## What you will do
Gather each line of the material that contains the string "returns".

## Records for the exercise
-------------------------

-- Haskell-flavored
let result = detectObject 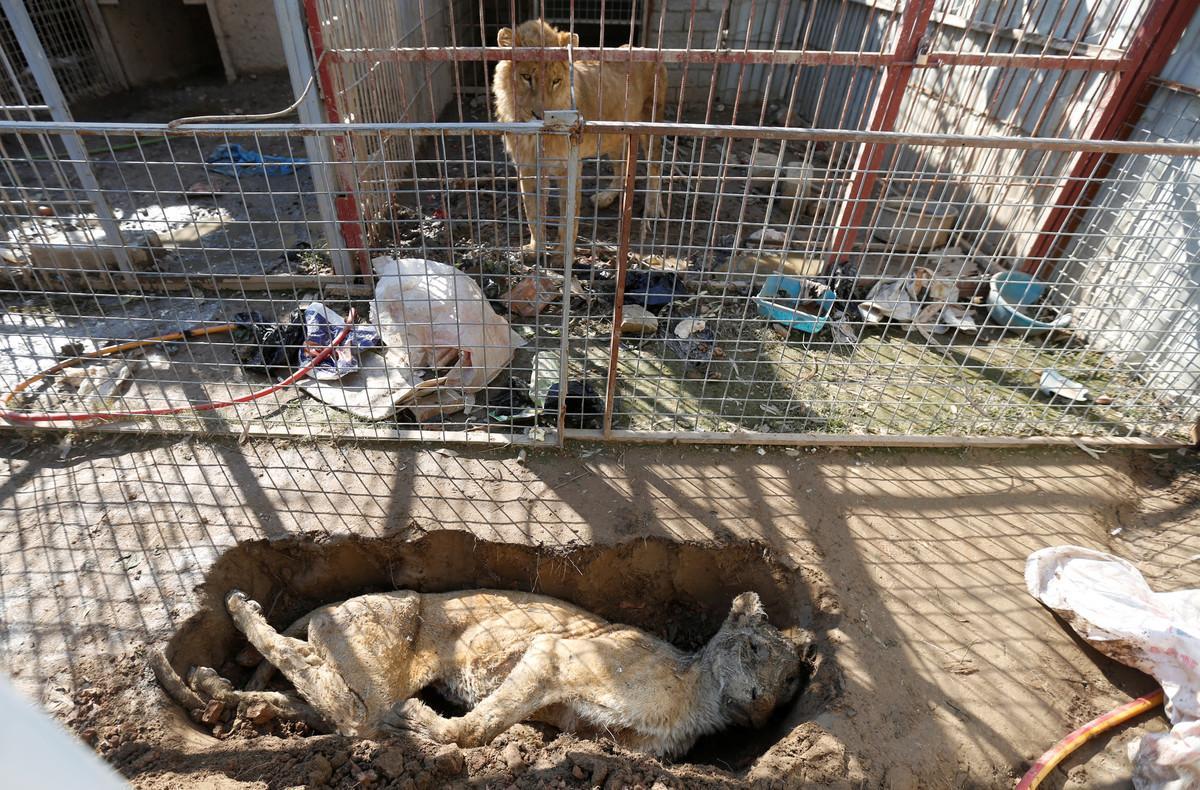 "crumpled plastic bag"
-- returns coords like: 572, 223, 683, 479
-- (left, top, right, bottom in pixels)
371, 256, 524, 417
1025, 546, 1200, 790
858, 267, 976, 339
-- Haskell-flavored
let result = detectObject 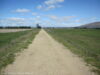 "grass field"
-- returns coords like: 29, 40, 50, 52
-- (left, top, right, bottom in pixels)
0, 29, 39, 70
46, 28, 100, 74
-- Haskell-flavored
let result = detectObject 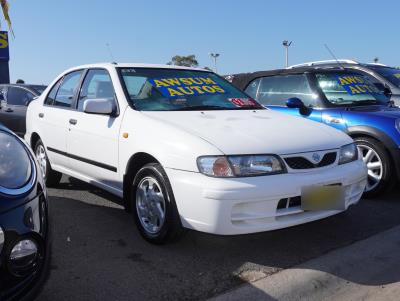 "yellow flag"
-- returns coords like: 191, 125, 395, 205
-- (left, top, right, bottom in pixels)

-------------------------

## Result of the task
-- returns coords like: 572, 223, 683, 479
-- returns coords like: 29, 40, 50, 52
-- returns coords like: 191, 125, 395, 205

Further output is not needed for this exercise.